__Exercise instructions__:
Find every line in the records below that contains the string "hair" and copy each one.

__Information given__:
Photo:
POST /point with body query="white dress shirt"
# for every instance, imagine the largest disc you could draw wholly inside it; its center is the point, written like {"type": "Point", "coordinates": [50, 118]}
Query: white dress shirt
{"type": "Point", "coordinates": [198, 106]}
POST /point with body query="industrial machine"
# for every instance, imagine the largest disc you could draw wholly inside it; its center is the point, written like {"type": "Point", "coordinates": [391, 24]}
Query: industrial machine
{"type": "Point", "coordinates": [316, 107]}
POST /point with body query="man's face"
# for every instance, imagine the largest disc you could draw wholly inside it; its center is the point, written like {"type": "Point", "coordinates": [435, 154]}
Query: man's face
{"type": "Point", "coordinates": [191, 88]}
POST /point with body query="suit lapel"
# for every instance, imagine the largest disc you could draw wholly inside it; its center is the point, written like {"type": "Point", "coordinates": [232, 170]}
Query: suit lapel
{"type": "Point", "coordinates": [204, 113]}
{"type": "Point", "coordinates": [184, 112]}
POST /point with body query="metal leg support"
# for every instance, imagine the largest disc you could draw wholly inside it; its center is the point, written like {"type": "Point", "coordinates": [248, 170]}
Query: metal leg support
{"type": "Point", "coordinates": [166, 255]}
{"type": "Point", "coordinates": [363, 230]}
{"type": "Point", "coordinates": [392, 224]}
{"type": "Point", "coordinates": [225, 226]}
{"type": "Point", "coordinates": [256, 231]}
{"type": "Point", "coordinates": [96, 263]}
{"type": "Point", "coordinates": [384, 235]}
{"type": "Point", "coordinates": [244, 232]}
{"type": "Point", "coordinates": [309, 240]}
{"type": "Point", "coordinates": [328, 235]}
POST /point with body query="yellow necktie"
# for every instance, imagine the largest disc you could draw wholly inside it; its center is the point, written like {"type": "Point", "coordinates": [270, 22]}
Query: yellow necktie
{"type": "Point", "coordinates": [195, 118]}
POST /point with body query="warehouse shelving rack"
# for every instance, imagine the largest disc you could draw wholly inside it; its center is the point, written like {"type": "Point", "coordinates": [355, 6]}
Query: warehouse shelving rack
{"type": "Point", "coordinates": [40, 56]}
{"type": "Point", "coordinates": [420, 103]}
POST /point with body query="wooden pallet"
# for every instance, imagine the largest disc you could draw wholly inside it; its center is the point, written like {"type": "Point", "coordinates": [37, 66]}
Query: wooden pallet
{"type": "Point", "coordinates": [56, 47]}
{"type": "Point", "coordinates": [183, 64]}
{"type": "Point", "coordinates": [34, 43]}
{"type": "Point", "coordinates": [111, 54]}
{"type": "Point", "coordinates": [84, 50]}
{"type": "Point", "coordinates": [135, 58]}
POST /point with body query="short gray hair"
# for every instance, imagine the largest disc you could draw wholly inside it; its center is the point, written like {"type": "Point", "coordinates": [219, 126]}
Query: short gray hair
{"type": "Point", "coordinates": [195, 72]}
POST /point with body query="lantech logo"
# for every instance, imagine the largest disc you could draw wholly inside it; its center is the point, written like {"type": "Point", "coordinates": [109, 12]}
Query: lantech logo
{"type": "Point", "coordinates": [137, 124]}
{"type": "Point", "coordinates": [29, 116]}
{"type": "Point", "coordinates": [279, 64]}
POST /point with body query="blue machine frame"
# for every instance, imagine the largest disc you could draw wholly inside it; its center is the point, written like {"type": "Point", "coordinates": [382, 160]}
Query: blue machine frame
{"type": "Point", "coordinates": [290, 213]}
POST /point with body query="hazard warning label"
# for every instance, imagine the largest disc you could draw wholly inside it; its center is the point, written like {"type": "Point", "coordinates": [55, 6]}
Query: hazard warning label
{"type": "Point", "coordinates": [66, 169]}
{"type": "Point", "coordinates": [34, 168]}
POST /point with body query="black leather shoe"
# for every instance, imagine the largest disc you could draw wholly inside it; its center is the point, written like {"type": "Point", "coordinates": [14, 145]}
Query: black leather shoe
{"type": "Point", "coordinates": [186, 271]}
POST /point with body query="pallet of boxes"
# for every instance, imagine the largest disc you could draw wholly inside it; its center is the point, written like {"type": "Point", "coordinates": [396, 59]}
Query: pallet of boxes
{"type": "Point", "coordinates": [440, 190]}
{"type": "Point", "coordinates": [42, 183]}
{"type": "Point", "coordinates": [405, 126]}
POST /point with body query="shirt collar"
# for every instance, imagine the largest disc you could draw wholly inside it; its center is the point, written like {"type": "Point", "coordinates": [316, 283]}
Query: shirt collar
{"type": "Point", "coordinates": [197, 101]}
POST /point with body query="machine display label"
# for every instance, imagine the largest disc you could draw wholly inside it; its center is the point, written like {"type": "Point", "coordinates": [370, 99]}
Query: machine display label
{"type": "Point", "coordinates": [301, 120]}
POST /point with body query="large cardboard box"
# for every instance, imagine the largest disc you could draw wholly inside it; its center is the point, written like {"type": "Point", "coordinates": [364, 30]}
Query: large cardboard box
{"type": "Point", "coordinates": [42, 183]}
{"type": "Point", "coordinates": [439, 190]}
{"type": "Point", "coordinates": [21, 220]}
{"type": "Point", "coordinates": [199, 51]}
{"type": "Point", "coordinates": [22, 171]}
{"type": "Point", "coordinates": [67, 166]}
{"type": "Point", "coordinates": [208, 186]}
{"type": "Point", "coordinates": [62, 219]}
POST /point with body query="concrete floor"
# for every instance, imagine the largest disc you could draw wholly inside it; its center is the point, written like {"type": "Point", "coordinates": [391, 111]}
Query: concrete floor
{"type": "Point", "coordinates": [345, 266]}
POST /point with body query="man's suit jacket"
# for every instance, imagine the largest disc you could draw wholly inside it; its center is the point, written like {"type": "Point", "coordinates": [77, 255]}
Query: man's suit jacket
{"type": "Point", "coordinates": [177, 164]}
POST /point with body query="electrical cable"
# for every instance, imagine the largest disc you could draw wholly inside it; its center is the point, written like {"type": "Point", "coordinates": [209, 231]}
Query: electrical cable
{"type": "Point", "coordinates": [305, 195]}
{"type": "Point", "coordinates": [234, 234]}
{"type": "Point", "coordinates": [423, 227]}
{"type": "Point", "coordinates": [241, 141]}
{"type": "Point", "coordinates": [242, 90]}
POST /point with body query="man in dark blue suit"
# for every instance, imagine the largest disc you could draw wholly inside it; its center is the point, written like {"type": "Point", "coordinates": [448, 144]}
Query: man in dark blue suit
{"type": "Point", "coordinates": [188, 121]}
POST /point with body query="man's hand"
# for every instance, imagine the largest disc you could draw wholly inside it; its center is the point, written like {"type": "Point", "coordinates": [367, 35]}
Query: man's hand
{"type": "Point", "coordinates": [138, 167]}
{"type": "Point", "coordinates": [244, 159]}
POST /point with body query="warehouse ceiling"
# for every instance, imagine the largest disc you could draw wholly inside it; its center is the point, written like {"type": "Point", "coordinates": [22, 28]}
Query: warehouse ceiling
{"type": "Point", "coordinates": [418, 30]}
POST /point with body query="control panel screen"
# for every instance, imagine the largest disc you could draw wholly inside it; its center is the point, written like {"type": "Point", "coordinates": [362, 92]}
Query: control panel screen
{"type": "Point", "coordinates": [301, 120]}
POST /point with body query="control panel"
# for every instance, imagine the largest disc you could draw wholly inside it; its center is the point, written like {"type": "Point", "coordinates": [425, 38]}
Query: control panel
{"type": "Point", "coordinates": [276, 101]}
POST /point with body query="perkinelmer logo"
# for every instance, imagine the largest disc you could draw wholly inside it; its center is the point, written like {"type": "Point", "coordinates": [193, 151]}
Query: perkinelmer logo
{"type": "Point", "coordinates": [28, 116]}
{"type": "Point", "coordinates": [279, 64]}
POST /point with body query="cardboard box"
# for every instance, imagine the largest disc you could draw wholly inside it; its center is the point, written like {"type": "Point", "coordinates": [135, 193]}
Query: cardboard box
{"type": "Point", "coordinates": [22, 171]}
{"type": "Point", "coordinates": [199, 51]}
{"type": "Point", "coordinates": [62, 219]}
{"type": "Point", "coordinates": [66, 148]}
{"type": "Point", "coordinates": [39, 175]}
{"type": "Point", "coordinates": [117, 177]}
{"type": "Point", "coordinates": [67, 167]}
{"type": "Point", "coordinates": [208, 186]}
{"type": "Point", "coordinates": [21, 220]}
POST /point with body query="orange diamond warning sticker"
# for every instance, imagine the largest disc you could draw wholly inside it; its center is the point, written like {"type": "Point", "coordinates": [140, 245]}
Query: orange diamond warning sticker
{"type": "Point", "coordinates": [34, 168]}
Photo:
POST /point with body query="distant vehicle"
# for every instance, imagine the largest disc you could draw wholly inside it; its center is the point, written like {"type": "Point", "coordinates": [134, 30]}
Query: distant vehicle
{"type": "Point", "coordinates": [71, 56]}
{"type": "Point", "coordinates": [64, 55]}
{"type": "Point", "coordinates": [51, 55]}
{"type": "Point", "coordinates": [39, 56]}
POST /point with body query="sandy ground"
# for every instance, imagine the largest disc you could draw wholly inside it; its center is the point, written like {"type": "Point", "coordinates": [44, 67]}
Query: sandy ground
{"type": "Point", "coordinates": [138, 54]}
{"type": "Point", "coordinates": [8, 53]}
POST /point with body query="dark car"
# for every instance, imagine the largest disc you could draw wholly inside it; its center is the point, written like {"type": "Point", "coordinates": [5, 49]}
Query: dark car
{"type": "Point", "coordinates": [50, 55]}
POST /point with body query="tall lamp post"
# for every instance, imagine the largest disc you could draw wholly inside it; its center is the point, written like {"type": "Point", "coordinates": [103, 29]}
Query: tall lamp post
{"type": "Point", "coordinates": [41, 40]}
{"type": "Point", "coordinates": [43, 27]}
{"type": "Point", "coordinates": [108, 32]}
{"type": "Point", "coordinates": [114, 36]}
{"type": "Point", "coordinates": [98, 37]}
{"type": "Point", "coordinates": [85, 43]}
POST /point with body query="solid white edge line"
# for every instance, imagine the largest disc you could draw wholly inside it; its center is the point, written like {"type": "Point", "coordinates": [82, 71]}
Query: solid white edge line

__Exercise response__:
POST /point with body query="short gray hair"
Query: short gray hair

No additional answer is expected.